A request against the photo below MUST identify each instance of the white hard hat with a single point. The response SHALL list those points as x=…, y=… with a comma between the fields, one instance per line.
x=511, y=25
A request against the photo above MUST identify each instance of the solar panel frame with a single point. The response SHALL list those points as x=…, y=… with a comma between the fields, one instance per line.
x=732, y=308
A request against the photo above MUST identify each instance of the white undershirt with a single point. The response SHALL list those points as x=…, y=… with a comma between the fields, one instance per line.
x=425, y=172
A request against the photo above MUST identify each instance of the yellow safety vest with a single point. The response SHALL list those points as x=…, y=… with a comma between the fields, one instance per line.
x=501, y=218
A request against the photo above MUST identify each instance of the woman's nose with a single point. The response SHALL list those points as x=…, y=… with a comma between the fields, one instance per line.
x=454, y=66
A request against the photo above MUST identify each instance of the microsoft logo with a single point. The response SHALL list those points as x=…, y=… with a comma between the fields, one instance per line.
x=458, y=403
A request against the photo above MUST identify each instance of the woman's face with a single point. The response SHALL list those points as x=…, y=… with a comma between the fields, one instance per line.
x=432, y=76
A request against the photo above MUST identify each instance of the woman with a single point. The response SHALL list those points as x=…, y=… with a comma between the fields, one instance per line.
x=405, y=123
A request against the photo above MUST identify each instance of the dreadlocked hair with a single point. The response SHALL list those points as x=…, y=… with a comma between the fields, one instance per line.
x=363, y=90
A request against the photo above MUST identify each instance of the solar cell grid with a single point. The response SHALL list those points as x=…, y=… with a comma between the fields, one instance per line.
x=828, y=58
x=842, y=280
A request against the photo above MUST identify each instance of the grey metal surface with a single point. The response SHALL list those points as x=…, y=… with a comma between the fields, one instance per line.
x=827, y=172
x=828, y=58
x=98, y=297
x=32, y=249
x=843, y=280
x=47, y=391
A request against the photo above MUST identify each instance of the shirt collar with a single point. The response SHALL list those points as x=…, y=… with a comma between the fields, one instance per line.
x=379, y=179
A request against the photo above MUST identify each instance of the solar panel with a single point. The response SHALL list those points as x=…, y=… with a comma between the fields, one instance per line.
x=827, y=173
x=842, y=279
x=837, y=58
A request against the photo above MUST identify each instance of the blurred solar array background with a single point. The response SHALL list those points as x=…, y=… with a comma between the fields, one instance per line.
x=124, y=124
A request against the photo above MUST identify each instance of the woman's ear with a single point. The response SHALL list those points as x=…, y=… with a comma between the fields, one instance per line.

• _THE PROBLEM_
An exact copy of all the records is the only acceptable answer.

• _EXERCISE OUTPUT_
A request against the photo below MUST identify each instance of the white hard hat with a single point. The response SHALL list those points as x=…, y=… with a comma between the fields, one instance per line.
x=511, y=25
A request against the photo above MUST identify each instance of the solar panel frame with a single point. The response SHALL list those points as x=…, y=… with a comma between the fields, one instance per line.
x=732, y=308
A request against the photo above MUST identify each instance of the white undershirt with a single point. The response SHALL list those points as x=…, y=… with a comma between the fields, one instance per line.
x=425, y=172
A request against the photo above MUST identify each instance of the yellow safety vest with a single point. The response SHALL list those points as x=…, y=… with a comma between the fields, one instance per line.
x=501, y=218
A request against the photo above MUST identify each instance of the woman's nose with a single point. The response SHALL list those points as x=…, y=… with a comma between the fields, one instance per line.
x=454, y=66
A request against the photo above MUST identify each instance of the microsoft logo with a single point. The response SHALL list those points as x=…, y=… with a comma between the fields, one instance per line.
x=458, y=403
A request against the photo above MUST identify each instance of the woman's face with a single point. The response SHALL list those points as x=…, y=… with a comma between the fields, one instance per line.
x=432, y=76
A request against the photo above MUST identify each instance of the woman with a single point. The response SHALL list those points as x=…, y=… with a comma between the fields, one instance per line.
x=405, y=123
A request against the photo above MUST identify each instance of the dreadlocked hair with a single point. The response SHALL list those points as x=…, y=… with a comma between the fields, one instance per line.
x=363, y=90
A request against the photo above MUST identify each instance of the solar cell grid with a single point. The response SHALL list those points as x=…, y=… with a comma between the fields, one instance per line.
x=828, y=58
x=842, y=280
A request against the photo above MUST identify each instance of the grey metal surface with a single point. The response SHALL list those points as x=…, y=… with a comma between the fields, one instance per line.
x=827, y=172
x=828, y=58
x=98, y=297
x=32, y=249
x=843, y=280
x=47, y=391
A request against the photo above MUST identify each instance of the shirt collar with a single point. The response SHALL list those points as x=…, y=… with a comma between the fields, one instance per line.
x=379, y=179
A request against the photo above MUST identify each instance of the solar panel with a single point. The response SHALL list those points as x=…, y=… with a comma between the fields, one instance per line.
x=827, y=173
x=842, y=279
x=837, y=58
A request against the photo above MUST identify each instance of the blurred solar array background with a single point. The response SHALL list those points as x=…, y=… with a comma between the fields, one instance per line.
x=124, y=124
A request against the photo above MUST identify each instance of the woman's ear with a single point. The response SHALL list those points as x=…, y=… with a comma between the fields, one instance per line.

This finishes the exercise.